-- begin EXERCISE INPUT --

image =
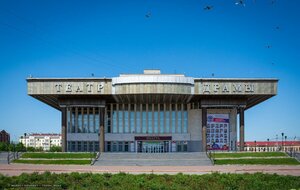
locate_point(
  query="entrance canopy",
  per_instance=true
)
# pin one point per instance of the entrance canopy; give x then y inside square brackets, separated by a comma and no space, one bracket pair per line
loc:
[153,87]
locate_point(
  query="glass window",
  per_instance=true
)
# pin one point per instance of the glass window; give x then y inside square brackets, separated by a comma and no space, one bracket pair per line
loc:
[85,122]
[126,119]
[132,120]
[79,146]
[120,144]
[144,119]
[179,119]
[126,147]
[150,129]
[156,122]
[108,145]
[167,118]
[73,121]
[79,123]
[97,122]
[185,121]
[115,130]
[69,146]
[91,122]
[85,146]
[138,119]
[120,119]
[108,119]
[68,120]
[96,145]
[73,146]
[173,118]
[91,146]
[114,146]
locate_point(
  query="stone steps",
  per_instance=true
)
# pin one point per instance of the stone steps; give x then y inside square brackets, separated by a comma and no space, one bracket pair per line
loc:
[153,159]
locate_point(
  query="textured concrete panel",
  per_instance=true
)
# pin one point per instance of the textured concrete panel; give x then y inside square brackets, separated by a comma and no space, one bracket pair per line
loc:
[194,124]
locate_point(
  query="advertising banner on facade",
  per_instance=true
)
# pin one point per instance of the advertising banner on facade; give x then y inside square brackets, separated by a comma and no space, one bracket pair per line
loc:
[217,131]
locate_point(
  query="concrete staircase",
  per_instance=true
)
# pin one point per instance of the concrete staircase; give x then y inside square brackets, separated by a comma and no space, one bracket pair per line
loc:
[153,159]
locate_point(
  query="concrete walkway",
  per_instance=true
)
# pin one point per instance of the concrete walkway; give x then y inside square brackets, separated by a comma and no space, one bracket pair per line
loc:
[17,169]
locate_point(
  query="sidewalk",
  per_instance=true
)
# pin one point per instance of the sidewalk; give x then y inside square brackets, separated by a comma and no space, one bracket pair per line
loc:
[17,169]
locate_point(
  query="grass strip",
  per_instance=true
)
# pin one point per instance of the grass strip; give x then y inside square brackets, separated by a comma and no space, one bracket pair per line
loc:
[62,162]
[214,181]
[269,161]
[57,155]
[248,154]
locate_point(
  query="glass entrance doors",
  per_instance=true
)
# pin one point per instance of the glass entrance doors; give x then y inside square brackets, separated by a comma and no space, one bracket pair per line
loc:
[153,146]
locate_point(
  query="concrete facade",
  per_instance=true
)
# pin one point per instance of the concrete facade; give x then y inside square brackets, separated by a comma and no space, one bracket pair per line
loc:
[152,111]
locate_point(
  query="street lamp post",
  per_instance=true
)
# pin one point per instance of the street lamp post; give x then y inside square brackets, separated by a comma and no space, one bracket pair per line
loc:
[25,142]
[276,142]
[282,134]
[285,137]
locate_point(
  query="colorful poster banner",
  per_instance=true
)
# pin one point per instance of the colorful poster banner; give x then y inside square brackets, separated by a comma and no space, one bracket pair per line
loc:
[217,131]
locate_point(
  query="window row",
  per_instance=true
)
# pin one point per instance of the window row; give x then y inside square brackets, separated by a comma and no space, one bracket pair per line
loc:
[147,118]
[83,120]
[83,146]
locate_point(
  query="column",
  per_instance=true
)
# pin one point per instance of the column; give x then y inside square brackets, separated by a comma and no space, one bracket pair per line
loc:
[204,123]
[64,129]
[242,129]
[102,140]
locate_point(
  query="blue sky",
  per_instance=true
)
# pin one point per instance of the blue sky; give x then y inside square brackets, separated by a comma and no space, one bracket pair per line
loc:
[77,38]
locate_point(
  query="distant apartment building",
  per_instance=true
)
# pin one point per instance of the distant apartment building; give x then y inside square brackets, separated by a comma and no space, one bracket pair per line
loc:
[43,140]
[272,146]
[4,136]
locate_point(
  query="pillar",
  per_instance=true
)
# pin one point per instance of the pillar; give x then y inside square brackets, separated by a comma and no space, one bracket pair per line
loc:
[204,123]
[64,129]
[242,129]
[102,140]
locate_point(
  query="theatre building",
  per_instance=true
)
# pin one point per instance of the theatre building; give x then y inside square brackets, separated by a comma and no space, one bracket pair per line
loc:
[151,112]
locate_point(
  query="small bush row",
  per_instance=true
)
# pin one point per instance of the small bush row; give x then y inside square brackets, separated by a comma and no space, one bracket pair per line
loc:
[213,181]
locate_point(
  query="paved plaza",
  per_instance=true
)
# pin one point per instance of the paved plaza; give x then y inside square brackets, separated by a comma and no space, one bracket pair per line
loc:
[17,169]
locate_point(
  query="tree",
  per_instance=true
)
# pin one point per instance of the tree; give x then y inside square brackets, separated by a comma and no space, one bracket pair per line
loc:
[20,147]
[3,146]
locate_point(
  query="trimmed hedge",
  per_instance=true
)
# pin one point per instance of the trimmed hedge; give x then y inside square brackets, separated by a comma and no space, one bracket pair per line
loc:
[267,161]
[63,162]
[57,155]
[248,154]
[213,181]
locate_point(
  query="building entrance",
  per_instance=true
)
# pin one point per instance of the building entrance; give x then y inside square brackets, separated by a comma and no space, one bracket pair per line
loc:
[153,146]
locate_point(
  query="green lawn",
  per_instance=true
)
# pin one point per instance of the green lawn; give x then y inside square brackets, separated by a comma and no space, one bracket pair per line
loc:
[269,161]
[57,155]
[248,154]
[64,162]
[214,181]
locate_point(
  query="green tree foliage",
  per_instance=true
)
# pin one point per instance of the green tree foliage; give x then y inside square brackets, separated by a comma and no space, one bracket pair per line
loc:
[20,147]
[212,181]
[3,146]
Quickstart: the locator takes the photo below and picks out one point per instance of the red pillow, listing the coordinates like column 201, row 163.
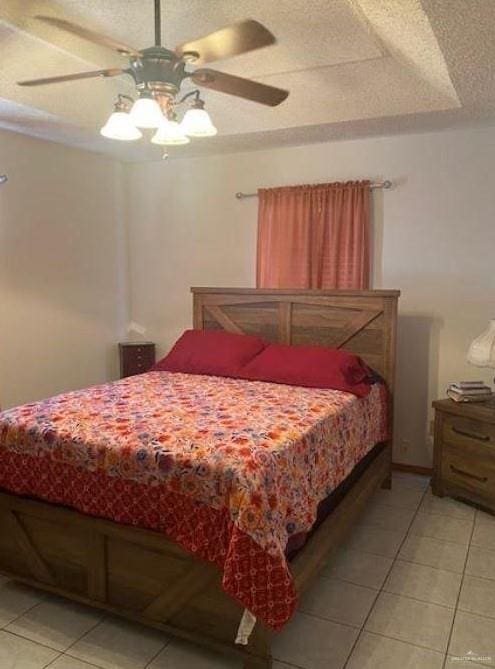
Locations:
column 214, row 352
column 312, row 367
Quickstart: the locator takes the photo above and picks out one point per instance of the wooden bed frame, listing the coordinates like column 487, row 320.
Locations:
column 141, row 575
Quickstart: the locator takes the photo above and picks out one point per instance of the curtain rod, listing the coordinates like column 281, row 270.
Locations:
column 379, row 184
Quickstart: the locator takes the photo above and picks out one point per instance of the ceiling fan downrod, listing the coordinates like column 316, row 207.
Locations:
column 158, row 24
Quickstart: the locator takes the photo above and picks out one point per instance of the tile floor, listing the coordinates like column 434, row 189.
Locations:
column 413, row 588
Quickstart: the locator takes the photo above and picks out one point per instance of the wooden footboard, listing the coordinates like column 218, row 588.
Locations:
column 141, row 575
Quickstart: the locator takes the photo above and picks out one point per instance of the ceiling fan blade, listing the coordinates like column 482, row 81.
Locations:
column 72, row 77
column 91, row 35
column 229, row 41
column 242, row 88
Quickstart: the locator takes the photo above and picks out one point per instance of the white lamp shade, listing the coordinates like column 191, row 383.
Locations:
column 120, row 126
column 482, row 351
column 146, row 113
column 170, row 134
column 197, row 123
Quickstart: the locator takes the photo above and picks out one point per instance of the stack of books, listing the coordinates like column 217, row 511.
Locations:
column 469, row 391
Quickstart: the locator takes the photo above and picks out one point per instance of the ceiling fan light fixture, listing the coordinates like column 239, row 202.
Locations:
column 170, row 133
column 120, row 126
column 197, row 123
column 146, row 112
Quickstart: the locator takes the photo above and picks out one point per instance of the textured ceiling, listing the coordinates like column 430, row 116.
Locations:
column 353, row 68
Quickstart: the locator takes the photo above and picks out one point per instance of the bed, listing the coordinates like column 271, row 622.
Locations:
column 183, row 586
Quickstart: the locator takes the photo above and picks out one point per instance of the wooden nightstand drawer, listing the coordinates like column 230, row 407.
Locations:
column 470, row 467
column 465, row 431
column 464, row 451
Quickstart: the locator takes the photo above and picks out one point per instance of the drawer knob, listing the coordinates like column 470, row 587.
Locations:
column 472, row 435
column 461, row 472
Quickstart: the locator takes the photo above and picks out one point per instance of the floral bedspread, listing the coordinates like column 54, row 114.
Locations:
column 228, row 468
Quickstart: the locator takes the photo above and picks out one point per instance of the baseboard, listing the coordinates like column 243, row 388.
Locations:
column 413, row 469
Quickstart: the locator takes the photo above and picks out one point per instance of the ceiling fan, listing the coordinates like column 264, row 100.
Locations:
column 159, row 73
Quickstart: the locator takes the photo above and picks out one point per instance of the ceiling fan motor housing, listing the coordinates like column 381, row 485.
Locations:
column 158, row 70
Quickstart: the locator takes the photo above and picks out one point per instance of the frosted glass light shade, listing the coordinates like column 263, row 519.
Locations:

-- end EXERCISE INPUT --

● PROBLEM
Copy the stretch from the line containing "430, row 116." through the line containing "column 183, row 586", putting "tool" wherever "locator" appears and changing nothing else. Give only those lines.

● RESPONSE TO THIS EXERCISE
Quickstart: the tool takes the photo above and picks out one point per instance of the textured ceiling, listing the coordinates like column 430, row 116.
Locations:
column 353, row 68
Quickstart: the tool takes the photo above and picks out one point per instance of the bed, listing the coordinates like column 271, row 622.
Locations:
column 183, row 586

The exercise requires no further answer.